# start of Task input

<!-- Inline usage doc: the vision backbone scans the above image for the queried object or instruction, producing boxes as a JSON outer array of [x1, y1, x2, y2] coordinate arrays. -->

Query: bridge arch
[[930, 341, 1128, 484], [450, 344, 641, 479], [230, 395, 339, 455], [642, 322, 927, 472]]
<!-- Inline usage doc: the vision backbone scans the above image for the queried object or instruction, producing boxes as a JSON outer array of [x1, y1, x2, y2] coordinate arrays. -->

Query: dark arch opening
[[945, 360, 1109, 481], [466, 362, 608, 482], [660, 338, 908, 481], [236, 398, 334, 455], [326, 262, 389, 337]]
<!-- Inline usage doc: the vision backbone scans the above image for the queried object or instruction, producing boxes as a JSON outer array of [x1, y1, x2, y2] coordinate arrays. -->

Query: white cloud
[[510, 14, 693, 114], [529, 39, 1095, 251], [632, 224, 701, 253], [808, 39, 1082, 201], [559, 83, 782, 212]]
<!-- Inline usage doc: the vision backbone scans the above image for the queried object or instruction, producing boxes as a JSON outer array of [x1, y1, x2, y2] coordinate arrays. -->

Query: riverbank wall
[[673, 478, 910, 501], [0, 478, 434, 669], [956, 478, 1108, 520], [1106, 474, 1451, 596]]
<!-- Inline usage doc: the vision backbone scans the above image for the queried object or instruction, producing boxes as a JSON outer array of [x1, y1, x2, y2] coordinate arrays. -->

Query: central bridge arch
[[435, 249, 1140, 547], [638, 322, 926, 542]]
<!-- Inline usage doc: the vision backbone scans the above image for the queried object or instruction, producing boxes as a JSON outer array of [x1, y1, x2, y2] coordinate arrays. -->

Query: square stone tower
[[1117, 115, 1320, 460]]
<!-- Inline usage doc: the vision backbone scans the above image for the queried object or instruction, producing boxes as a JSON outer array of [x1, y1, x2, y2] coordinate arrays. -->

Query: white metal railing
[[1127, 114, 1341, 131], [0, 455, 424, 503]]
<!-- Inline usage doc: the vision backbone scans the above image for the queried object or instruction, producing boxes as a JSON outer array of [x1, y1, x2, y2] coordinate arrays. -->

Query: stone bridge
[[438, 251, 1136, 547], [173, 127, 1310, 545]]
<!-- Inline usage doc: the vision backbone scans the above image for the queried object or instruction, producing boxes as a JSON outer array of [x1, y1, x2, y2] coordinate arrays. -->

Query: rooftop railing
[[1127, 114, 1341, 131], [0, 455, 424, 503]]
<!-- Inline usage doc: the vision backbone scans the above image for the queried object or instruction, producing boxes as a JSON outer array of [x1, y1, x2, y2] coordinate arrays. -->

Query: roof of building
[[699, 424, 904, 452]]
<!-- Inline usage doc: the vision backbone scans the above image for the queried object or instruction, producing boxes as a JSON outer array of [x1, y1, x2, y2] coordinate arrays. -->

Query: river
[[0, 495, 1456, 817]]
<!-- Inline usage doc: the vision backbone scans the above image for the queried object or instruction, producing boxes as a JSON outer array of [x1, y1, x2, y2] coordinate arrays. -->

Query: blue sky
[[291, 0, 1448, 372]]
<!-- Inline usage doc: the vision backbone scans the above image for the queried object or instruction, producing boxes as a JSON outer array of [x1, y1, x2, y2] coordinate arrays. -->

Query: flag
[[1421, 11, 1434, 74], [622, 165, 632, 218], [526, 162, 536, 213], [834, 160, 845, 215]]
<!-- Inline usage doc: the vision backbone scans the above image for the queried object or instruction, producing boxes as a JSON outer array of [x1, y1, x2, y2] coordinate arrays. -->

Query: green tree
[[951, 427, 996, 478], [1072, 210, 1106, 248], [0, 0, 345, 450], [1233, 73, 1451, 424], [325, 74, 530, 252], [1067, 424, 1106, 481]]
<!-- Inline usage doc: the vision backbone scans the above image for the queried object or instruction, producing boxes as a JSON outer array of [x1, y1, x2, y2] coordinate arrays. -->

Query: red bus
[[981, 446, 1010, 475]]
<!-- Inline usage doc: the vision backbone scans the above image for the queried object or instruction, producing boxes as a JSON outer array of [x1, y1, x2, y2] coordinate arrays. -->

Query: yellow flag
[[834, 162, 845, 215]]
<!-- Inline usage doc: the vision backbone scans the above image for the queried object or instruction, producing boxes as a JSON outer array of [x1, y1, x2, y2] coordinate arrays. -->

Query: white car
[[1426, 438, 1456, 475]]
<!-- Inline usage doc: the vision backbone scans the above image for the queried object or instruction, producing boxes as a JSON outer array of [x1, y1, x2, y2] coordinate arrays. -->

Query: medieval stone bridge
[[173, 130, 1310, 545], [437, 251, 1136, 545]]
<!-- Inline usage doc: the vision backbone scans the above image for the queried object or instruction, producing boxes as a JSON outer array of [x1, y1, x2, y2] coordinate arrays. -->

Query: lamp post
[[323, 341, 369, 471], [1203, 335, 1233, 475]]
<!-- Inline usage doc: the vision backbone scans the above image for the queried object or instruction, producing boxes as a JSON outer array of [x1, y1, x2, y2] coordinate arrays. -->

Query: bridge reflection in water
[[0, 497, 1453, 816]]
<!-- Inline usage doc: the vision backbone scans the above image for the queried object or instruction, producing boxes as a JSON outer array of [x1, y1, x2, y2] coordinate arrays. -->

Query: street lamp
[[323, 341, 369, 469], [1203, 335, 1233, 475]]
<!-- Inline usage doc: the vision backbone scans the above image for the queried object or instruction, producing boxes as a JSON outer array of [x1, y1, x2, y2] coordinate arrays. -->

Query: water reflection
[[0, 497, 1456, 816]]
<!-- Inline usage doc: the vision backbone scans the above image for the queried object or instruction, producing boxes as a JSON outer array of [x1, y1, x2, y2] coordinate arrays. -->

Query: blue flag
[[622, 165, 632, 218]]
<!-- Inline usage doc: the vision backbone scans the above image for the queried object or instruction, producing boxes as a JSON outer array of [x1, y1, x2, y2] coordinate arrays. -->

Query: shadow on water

# end of Task input

→ **What is being asked**: Lay out as a numbered list the lines above from the first one up to and including the line containing "83, 782, 212]]", omitting blank lines.

→ **Exercise output**:
1. <!-- Inline usage doc: the vision backbone scans the above image for the queried object or instruction, producing boxes as a JSON outer array of [x1, y1, x2, y2] coordinate arrays. -->
2. Query: bridge arch
3. [[930, 341, 1128, 484], [450, 344, 641, 479], [230, 395, 339, 455], [642, 322, 927, 472]]
4. <!-- Inline usage doc: the vision backbone scans the above image for the queried object or instruction, producing boxes as a JSON outer array of [x1, y1, x2, y2] coordinate arrays. -->
5. Query: dark arch opening
6. [[945, 360, 1109, 481], [466, 362, 608, 482], [660, 338, 908, 481], [236, 398, 334, 455], [326, 262, 389, 337]]
7. <!-- Inline usage doc: the vision backbone scans the above image for the queried object or instruction, producing boxes as a JSON outer array of [x1, y1, x2, y2] coordinate arrays. -->
8. Query: white cloud
9. [[510, 14, 693, 114], [529, 39, 1095, 251], [632, 224, 701, 253], [808, 39, 1082, 201], [559, 83, 782, 212]]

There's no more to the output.